Grasboer Eelco Zandvliet focust op bloedlijnen

Met zijn veertien oudste koeien die samen 1,4 miljoen kilo melk hadden geproduceerd, was Eelco Zandvliet uit Langezwaag (FR) in maart een van de sprekers op het levensduursymposium in Heerenveen. De melkveehouder blijkt een fanatieke weider en een echte grasboer; maïs voert hij al enkele jaren niet meer.

Liefhebbers van kwaliteitsvee kunnen bij Eelco Zandvliet (50) goed terecht. In zijn flink bezette stal uit 1980 lopen koeien met fraaie melkskeletten, goede uiers en beste benen. De veestapel heeft een gemiddeld exterieur van bijna 85 punten en bij de laatste bedrijfsinspectie werden de vaarzen met 83,5 punten gewaardeerd. „Ik wil geen vaarzen onder de 80 punten”, aldus de veehouder. Ook wil hij geen extreme, scherpe koeien. „Die halen namelijk niet de hoogste levensduur.”

Beeld: ©Agrio / Susan Rexwinkel
De diepstrooiselboxen in de uit 1980 stammende ligboxenstal worden ingestrooid met paardenmest

Broodresten

Hoewel Eelco de Friese taal machtig is – „Op de landbouwschool moest ik wel, anders tel je niet mee” – komt de familie Zandvliet oorspronkelijk niet uit de provincie. Eelco’s ouders kwamen in 1965 vanuit het tussen Amsterdam en Haarlem gelegen Halfweg naar Terband, nabij Heerenveen, waarbij ze met zes koeien op 1,5 hectare zijn gestart. „Dat was aanvankelijk geen vetpot; mijn vader toog langs de deuren om brood-, groente- en fruitresten te verzamelen voor zijn vee”, vertelt Eelco. Zijn gedrevenheid en ondernemerschap leidden er echter wel toe dat de familie in de vroege jaren tachtig al zo’n 160 koeien molk.

+--

TE DOEN
• a. Welke plaatsnamen komen voor in het stuk over grasboer Eelco Zandvliet? Noem ze allemaal, elk één keer.
• b. Schrijf het stuk over grasboer Eelco Zandvliet verder, te beginnen na de laatste zin.

+--

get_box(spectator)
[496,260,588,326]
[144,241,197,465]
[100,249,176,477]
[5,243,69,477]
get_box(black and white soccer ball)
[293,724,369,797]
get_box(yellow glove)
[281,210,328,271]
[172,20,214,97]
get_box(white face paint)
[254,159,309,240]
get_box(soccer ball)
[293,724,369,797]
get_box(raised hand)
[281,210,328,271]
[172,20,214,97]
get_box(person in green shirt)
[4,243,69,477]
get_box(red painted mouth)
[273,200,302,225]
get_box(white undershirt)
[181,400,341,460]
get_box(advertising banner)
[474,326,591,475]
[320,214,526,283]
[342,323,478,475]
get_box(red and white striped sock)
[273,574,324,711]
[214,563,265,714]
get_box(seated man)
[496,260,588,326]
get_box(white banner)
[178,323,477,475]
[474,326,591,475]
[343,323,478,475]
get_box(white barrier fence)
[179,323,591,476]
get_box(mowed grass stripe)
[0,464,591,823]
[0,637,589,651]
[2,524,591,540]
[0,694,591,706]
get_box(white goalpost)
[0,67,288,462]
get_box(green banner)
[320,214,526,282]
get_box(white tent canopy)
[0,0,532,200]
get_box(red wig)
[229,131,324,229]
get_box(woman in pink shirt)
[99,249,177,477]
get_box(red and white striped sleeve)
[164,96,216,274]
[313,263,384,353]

+--

DE ANTWOORDEN
• a. Langezwaag, Heerenveen, Halfweg, Amsterdam, Haarlem, Terband

• b.
Eerder al, aan het einde van de jaren zeventig, was het gezin via de ruilverkaveling naar Tjalleberd verhuisd, tegenover de huidige A-ware-fabriek. Later bleek dat Eelco en zijn jongste broer beiden boer wilden worden, maar niet samen, en werd er in 1996 een halve kilometer verderop een boerderij bijgebouwd. Vader Hans (77) ging zo met twee zoons in maatschap; Eelco bleef op de oude locatie en zijn vader ging op de nieuwe locatie met zijn jongste zoon koeien melken. De laatste is zich echter gaan richten op het loonwerk, zodat senior er tegenwoordig nog vleesvee houdt. Niet veel later kocht de gemeente de oude locatie, waarna Eelco verkaste naar het nabij gelegen Langezwaag.

Fosfaatrechten

„In 2000 kochten we onze huidige locatie van een stopper”, aldus Eelco. De start een jaar later was nog even spannend vanwege de MKZ-crisis, maar uiteindelijk kon Zandvliet er toch beginnen met 75 koeien. Hij werd al gauw zelfstandig en molk toen 6,5 ton quotum. Eelco breidde zijn bedrijf door de jaren heen gestaag uit en molk aan het eind van het quotumtijdperk 1,3 miljoen kilo melk. „We hebben eigenlijk altijd boven ons quotum gezeten en met twee fanatieke en mogelijke bedrijfsopvolgers, denk ik dat we nu ook in fosfaatrechten moeten investeren, ook al lijkt dat economisch onverantwoord, het is met land immers net zo”, aldus Eelco’s vrouw Afke.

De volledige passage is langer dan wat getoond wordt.